==== Input material ====

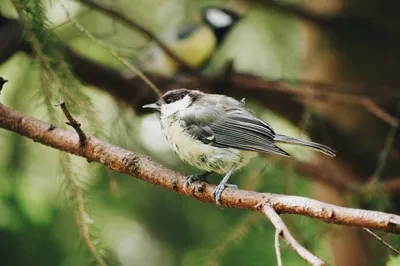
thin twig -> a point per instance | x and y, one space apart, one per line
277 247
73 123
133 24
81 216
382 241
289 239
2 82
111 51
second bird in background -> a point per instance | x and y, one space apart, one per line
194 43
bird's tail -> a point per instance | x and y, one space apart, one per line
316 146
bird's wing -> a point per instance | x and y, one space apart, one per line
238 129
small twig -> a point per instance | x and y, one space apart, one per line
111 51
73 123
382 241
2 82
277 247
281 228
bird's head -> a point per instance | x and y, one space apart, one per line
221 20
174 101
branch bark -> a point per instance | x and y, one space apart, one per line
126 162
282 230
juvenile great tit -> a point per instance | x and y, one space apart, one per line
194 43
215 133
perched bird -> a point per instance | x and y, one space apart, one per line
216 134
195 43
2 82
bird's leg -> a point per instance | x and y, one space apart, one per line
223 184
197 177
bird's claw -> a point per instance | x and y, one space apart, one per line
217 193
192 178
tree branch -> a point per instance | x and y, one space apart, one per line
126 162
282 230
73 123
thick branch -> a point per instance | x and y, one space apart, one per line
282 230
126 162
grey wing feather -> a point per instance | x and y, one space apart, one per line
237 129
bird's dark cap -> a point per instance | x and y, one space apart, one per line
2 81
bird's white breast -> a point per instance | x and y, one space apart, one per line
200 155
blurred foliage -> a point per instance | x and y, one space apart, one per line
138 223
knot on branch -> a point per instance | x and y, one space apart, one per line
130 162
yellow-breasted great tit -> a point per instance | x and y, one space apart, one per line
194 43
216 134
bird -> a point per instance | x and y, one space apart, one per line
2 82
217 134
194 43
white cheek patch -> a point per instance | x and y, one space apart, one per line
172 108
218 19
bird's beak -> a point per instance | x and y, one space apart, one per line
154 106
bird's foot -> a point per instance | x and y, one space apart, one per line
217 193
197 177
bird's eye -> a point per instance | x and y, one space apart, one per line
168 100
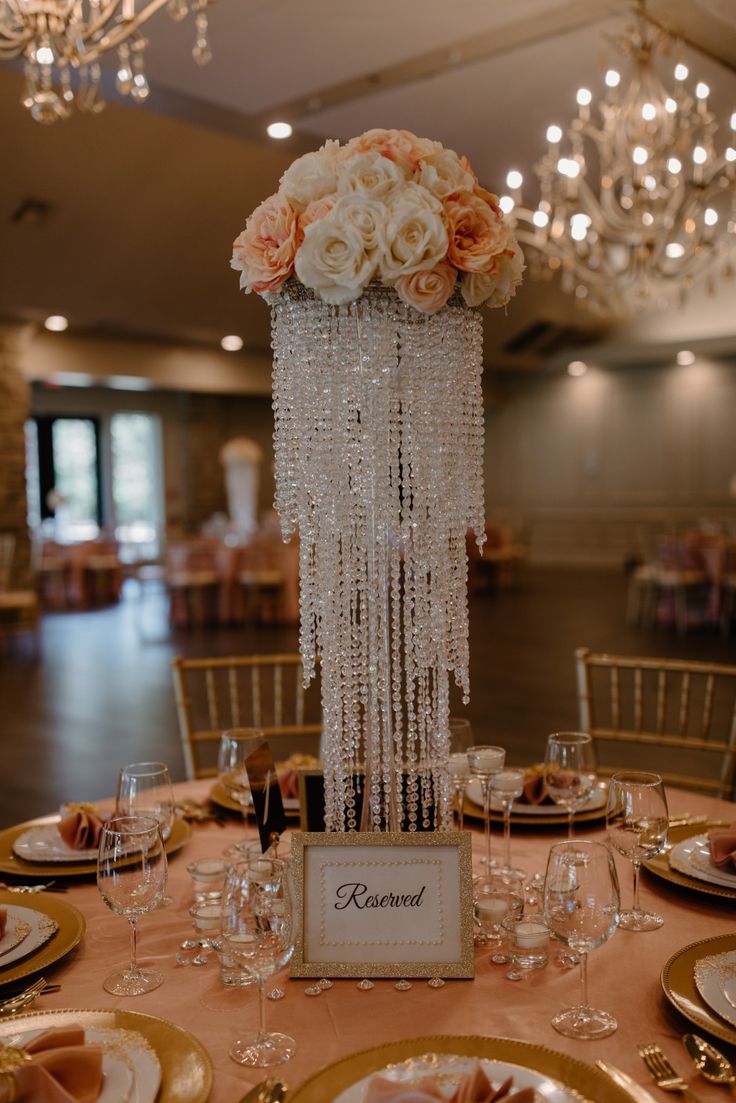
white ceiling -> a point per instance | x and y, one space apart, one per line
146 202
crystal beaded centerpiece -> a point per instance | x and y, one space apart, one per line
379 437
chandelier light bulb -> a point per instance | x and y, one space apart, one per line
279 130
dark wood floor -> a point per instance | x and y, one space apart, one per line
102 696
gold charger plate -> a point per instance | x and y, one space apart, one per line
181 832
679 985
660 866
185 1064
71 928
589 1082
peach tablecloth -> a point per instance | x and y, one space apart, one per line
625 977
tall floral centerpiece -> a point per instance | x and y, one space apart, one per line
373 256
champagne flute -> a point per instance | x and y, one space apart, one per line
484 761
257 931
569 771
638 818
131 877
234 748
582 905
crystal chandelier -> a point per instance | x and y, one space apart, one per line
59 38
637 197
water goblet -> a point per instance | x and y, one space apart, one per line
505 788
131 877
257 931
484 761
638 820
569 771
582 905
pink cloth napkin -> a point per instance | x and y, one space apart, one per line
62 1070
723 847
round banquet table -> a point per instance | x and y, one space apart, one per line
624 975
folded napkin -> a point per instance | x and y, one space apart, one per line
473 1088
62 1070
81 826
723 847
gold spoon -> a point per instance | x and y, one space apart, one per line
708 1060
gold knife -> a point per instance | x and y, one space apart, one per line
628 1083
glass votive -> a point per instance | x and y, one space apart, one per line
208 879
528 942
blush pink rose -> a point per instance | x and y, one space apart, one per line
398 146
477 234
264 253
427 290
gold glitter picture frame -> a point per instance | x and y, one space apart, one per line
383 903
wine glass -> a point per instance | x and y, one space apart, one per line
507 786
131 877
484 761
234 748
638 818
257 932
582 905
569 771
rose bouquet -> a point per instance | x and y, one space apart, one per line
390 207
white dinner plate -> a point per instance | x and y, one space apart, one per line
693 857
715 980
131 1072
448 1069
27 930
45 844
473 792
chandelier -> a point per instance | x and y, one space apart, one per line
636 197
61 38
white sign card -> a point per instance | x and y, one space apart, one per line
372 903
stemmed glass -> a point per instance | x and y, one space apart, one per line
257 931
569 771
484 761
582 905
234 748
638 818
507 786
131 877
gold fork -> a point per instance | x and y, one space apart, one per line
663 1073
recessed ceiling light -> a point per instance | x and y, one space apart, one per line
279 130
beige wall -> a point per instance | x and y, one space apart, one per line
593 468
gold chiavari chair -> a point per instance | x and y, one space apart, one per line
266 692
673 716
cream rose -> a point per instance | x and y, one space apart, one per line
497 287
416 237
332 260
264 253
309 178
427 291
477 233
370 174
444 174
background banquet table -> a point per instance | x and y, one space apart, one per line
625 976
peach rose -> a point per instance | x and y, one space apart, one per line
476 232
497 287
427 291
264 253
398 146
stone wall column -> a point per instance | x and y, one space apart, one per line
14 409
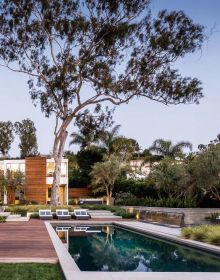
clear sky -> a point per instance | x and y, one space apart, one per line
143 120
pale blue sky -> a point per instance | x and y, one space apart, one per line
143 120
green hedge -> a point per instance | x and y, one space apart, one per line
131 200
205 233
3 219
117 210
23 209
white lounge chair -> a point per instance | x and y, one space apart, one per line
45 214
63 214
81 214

====
==== Input material ====

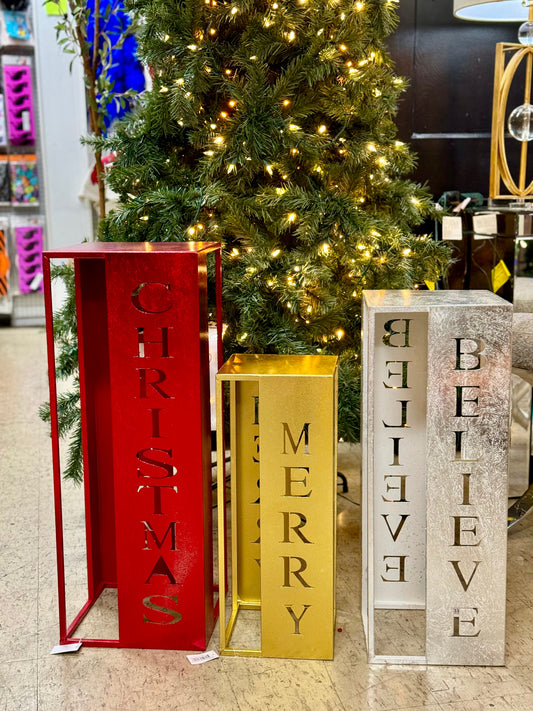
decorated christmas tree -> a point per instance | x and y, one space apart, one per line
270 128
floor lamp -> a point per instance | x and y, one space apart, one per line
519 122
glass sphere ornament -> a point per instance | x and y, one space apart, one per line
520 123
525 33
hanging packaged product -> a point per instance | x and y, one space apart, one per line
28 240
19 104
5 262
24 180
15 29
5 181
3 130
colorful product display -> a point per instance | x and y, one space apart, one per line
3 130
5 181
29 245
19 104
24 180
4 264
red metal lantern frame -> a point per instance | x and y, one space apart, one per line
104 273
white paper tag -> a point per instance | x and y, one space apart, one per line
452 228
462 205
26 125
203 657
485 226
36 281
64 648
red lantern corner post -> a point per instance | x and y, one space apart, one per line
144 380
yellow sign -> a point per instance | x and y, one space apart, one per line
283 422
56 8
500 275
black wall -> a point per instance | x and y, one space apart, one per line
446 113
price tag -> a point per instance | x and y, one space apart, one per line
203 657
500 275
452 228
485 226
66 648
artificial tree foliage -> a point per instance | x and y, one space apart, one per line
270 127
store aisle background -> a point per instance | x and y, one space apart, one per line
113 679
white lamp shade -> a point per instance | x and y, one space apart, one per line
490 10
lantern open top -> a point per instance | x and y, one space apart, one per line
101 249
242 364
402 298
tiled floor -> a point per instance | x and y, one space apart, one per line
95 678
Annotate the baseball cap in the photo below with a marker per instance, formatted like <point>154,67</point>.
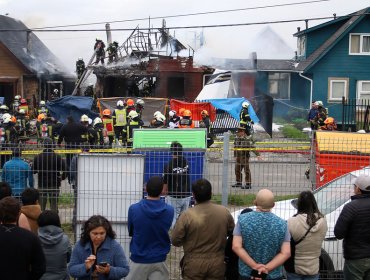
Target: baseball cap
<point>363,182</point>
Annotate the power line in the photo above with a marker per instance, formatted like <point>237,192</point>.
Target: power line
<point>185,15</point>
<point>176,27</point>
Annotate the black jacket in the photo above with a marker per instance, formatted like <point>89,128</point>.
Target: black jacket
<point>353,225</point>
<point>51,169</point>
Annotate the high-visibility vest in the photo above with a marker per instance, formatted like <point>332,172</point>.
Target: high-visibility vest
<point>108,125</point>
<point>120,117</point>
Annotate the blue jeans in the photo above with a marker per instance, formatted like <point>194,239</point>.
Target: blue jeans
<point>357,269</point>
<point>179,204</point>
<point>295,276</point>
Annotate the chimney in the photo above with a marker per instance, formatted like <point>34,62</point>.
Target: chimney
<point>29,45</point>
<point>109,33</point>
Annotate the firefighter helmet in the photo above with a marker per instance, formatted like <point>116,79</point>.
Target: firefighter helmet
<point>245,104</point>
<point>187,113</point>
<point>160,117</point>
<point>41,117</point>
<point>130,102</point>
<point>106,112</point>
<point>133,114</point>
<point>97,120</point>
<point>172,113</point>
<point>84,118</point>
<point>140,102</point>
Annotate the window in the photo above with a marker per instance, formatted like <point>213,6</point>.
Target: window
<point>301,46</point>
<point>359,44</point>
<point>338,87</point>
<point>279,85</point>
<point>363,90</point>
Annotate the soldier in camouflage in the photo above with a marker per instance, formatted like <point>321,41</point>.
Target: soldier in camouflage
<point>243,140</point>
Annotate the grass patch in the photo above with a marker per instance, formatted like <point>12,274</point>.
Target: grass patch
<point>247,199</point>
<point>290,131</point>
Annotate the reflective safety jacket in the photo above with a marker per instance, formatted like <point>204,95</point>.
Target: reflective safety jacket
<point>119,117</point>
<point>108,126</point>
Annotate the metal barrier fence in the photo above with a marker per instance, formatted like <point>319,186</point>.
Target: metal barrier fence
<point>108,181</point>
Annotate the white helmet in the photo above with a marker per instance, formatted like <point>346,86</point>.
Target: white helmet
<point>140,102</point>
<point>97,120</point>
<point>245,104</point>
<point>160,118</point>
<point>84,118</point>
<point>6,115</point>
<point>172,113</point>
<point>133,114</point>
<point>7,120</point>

====

* **Exercise requirements**
What lines of the data contain the string "above"? List them.

* **Answer to the problem**
Annotate the power line in the photo above with a marker per instance, formatted like <point>237,192</point>.
Annotate the black jacket in the photo above with a marker per instance, formatted like <point>89,128</point>.
Annotate the high-visibility vest in the photo above with a marker per instance, formatted like <point>332,172</point>.
Annotate the blue jeans in the photo above with a marker per instance, formatted like <point>194,239</point>.
Annotate the chimney in the photo above with a marker per instance, formatted like <point>34,62</point>.
Annotate the firefighter helmet in the photo above with a marker per instance, formatted like <point>116,79</point>.
Annotate the window in the photo above with a marker per instance, formatted like <point>213,6</point>.
Annotate the soldier in camouflage in the photo above with a marker per instance, formatted like <point>321,41</point>.
Annotate the grass patch in the photo above with a marker per instance, formatted like <point>12,274</point>.
Annotate the reflective safety jacket in the photo above with a marker per instance, formatted like <point>204,95</point>.
Annotate the metal barrier fence in the photo above with a marker per instance, formatted like <point>319,186</point>.
Annotate the white helmet in the photo above with a marker per instance, formatted like <point>346,86</point>.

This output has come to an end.